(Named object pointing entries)
=======

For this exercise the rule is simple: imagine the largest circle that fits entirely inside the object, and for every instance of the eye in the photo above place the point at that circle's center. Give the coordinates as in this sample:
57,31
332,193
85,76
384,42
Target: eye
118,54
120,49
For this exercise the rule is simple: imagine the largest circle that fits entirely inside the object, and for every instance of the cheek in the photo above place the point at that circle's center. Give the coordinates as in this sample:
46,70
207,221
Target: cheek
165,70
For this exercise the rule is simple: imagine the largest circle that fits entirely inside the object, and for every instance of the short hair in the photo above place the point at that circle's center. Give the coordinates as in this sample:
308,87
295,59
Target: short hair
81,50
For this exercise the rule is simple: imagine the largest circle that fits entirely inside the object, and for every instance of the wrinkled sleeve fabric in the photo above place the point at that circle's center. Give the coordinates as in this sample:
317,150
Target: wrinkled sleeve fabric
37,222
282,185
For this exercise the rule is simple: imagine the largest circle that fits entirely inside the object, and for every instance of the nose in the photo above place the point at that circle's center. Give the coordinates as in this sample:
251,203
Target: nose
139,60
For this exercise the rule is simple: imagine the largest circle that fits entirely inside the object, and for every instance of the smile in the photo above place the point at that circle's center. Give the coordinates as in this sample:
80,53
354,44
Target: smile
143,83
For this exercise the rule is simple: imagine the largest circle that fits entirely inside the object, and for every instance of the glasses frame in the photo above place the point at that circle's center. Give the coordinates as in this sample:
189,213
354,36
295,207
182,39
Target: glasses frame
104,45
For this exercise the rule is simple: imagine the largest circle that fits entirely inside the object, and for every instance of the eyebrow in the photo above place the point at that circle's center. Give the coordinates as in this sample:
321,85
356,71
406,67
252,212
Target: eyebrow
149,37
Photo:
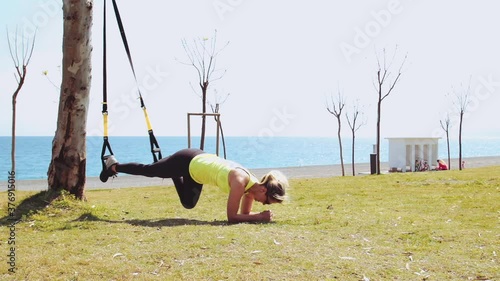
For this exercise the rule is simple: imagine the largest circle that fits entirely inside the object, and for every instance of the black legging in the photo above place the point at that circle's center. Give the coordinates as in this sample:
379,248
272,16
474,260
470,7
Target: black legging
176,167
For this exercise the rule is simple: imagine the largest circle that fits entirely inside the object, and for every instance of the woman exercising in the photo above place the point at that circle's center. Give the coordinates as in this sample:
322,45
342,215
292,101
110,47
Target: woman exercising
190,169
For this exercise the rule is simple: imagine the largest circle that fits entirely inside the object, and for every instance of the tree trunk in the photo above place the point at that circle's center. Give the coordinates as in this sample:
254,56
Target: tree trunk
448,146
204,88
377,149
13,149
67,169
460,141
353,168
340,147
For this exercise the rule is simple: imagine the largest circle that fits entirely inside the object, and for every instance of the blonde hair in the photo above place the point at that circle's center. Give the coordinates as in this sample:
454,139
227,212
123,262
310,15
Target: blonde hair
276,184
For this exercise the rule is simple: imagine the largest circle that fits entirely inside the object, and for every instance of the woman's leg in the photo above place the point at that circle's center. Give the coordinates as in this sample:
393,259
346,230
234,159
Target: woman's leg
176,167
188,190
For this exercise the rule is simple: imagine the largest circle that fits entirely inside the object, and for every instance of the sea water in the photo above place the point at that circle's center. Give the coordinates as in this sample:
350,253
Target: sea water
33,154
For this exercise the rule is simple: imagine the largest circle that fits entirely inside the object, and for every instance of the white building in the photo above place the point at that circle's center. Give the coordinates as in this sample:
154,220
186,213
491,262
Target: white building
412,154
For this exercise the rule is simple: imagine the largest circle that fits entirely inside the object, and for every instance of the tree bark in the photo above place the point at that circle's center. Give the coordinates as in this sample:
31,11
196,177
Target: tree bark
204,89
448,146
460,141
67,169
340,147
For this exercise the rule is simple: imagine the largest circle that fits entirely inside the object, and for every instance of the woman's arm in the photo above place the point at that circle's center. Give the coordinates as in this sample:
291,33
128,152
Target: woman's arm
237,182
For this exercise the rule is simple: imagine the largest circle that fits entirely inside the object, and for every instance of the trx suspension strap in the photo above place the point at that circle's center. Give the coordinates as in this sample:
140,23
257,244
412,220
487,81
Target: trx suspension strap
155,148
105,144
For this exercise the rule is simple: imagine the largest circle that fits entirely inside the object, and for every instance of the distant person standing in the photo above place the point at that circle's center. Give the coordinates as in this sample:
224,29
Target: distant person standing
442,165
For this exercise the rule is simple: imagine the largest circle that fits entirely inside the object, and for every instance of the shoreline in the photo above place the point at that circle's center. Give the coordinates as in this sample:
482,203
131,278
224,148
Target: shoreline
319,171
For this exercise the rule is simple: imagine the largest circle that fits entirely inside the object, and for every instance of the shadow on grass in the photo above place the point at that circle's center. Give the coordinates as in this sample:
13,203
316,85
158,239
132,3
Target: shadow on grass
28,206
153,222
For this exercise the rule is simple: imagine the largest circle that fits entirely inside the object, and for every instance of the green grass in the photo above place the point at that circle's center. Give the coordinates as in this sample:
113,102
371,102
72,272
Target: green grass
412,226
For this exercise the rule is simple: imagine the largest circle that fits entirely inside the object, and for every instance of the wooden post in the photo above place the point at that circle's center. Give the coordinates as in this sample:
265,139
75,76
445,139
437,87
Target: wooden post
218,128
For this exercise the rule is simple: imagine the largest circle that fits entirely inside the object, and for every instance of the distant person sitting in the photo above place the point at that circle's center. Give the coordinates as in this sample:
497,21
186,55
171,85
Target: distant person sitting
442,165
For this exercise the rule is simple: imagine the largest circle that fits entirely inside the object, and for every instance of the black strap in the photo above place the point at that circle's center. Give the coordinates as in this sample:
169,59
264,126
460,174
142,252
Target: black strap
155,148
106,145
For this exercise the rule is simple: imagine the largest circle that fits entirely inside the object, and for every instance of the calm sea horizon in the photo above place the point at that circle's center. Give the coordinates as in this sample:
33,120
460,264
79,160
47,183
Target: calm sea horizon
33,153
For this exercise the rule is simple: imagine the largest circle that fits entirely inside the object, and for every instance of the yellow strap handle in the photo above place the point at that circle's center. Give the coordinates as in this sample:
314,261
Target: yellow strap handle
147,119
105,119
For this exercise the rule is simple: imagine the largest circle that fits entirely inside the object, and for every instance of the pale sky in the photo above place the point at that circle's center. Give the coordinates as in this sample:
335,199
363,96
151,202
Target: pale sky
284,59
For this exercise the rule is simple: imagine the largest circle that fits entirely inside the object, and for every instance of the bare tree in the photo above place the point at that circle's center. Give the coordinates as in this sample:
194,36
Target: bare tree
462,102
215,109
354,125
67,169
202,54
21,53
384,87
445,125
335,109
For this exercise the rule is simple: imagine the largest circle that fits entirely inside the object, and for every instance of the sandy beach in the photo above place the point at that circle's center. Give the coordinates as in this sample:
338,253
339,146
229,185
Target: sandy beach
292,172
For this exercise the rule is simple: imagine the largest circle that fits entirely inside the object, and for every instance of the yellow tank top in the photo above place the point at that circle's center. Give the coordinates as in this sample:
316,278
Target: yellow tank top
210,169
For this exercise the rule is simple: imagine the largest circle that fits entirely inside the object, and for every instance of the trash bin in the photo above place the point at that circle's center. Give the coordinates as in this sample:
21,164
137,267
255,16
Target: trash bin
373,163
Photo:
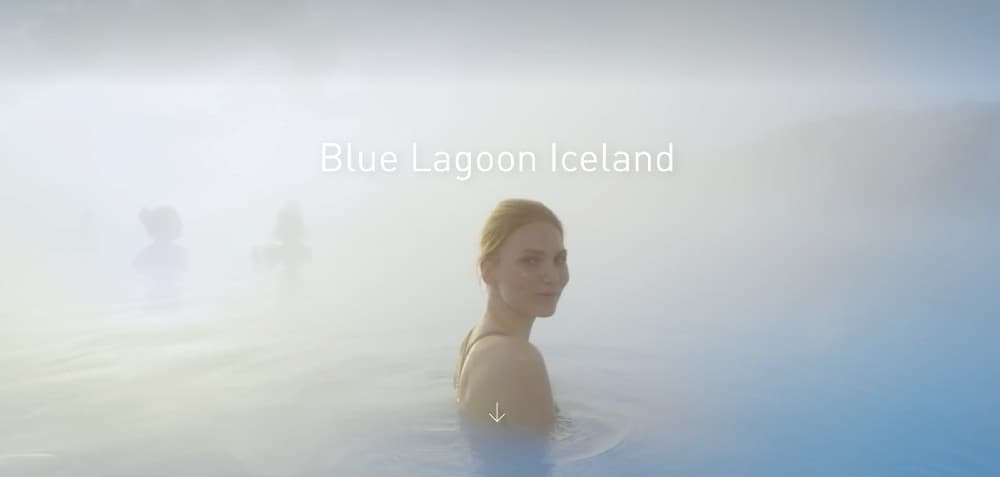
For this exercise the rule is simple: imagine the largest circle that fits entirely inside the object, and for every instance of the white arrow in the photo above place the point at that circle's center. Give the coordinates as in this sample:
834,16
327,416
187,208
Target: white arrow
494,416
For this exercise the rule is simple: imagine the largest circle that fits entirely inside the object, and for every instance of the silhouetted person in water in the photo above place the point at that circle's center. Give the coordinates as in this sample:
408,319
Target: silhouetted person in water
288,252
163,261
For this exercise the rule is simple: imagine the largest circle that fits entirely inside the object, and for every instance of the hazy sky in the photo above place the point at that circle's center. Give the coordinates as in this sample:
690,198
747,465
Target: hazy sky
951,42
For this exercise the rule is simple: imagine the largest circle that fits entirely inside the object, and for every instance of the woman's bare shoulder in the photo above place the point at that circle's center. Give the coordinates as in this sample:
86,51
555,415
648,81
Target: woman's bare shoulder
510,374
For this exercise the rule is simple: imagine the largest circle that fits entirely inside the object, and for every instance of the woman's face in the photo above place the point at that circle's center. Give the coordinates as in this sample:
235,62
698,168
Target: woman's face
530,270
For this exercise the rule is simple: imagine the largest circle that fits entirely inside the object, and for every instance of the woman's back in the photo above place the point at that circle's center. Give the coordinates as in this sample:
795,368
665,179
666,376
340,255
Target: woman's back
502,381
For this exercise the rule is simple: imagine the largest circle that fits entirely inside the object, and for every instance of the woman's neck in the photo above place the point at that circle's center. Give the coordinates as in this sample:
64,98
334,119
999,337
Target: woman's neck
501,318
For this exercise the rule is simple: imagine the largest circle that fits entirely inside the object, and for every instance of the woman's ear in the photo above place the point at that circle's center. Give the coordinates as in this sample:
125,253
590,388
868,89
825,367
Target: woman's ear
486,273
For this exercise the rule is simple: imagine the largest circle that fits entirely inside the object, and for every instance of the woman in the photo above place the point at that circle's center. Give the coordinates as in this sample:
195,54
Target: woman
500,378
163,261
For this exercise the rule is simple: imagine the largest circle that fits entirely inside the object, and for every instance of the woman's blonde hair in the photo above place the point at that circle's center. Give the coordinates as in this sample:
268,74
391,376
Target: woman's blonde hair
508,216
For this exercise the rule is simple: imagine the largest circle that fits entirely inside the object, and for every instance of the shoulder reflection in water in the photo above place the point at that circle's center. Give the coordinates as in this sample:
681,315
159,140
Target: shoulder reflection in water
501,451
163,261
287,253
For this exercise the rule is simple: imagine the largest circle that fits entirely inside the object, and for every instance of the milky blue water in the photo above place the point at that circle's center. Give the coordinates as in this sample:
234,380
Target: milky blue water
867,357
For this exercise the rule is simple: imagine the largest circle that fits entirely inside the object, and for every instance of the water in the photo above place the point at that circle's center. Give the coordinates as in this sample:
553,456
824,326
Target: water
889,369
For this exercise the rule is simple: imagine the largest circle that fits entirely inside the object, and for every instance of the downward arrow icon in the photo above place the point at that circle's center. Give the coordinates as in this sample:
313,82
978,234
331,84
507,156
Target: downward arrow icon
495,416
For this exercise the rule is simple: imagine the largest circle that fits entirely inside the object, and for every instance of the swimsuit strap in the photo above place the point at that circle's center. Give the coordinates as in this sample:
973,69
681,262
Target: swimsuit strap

=======

Task directions: Rewrite everything from the line containing "of the swimsuit" down to the last of the lines, replacing "swimsuit strap" with "bathing suit strap" and leaving all else unchanged.

Solution to the problem:
For this exercise the rule is simple: imagine the largest circle that fits entirely inside the object, and for every instance of the bathing suit strap in the photo above place the point at that circle's center. Give the coordinates as in this sample:
973,69
681,262
Target: bathing suit strap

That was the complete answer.